Directions:
What you return must be exactly the lines running from the one with "Tag every instance of the player's elbow" to the end of the data below, inclusive, and nothing more.

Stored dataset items
━━━━━━━━━━━━━━━━
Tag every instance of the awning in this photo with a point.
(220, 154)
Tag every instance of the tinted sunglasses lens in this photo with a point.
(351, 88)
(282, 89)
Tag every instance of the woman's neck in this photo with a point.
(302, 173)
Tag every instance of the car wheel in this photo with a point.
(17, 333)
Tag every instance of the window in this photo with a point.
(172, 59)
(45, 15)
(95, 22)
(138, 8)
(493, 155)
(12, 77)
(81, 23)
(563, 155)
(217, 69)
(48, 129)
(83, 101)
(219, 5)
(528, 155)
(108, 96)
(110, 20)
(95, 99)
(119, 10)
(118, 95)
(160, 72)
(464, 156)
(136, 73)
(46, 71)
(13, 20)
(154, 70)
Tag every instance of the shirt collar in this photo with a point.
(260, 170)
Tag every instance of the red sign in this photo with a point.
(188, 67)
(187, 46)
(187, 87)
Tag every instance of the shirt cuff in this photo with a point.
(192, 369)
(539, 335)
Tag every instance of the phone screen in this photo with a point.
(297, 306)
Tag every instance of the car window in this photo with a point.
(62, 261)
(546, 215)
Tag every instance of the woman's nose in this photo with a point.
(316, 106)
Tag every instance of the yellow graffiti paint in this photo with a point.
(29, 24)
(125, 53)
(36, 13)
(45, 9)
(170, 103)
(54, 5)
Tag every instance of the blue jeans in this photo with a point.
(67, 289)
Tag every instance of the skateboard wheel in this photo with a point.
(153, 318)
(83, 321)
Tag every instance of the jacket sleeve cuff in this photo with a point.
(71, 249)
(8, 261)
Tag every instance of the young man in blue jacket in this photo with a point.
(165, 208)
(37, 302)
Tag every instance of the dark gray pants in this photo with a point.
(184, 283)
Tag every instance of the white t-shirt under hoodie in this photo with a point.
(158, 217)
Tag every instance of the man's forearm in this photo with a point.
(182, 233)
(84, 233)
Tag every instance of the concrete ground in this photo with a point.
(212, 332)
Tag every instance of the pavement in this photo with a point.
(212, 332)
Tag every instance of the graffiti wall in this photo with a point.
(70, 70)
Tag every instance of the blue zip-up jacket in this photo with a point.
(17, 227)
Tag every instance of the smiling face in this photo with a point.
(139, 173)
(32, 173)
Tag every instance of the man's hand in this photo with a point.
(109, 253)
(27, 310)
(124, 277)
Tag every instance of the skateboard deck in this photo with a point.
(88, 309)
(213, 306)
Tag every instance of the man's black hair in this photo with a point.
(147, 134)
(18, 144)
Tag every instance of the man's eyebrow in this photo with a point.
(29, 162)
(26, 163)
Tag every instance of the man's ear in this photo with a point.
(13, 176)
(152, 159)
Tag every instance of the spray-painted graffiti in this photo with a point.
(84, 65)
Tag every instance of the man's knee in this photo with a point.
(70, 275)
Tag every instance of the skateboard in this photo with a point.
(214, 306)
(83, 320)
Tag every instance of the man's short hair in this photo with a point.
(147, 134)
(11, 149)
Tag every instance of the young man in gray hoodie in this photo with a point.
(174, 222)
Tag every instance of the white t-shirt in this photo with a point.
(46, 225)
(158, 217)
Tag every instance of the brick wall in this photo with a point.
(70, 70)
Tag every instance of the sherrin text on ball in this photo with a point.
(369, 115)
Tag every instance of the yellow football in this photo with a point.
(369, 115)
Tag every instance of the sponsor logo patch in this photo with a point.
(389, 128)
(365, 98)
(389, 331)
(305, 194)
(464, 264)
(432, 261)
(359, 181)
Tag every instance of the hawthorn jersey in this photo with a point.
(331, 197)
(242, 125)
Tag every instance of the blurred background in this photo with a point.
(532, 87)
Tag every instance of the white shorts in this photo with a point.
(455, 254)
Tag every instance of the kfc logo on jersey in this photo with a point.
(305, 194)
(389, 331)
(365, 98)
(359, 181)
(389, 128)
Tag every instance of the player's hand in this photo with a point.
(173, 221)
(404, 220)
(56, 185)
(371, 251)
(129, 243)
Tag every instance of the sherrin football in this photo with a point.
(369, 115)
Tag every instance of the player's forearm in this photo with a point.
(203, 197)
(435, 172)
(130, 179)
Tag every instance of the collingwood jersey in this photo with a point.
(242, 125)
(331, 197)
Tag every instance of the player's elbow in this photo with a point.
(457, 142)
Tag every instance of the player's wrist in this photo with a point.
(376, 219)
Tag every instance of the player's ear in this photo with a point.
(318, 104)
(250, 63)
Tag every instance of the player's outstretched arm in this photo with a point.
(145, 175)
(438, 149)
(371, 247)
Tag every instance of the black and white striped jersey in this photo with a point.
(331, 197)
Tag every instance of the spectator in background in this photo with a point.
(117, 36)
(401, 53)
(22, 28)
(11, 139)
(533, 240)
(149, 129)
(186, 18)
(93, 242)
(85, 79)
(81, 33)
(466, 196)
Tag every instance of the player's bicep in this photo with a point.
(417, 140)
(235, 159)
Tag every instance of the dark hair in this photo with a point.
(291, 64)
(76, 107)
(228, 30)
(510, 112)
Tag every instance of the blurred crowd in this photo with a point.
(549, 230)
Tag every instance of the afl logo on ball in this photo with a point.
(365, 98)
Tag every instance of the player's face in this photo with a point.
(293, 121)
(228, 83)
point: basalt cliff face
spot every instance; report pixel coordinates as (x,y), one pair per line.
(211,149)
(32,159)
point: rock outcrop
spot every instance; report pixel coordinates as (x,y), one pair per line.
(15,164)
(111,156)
━━━━━━━━━━━━━━━━
The answer:
Tag every instance of the player's elbow in this photo with a point.
(457, 142)
Tag every instance of the player's wrist in this photo with a point.
(376, 219)
Tag every instance of the player's ear in this photo with a point.
(318, 104)
(250, 63)
Tag every instance of the player's outstretched arm in this photo with a point.
(145, 175)
(438, 149)
(371, 247)
Tag every instance of the black and white striped jersey in this photo with a point.
(331, 197)
Tag every instance of the spectator in background in this photo with a point.
(117, 36)
(401, 53)
(22, 28)
(11, 139)
(533, 240)
(149, 129)
(186, 18)
(93, 242)
(85, 79)
(81, 33)
(466, 196)
Tag every instance of the player's bicep in this photo with a point.
(417, 140)
(235, 159)
Tag every instance of the dark hair in this photo with a point.
(291, 64)
(76, 107)
(228, 30)
(510, 112)
Tag every instance of the blurred crowd in this photo with a point.
(549, 230)
Tag every instance of the afl logo on ball in this photo with a point.
(365, 98)
Tag every instance of the player's face in this photo with a point.
(293, 121)
(228, 83)
point: basalt cliff face
spot every instance; report pixel coordinates as (x,y), one pair per line.
(211,149)
(32,159)
point: rock outcrop
spot every instance; report pixel coordinates as (x,y), one pair per line.
(15,164)
(111,156)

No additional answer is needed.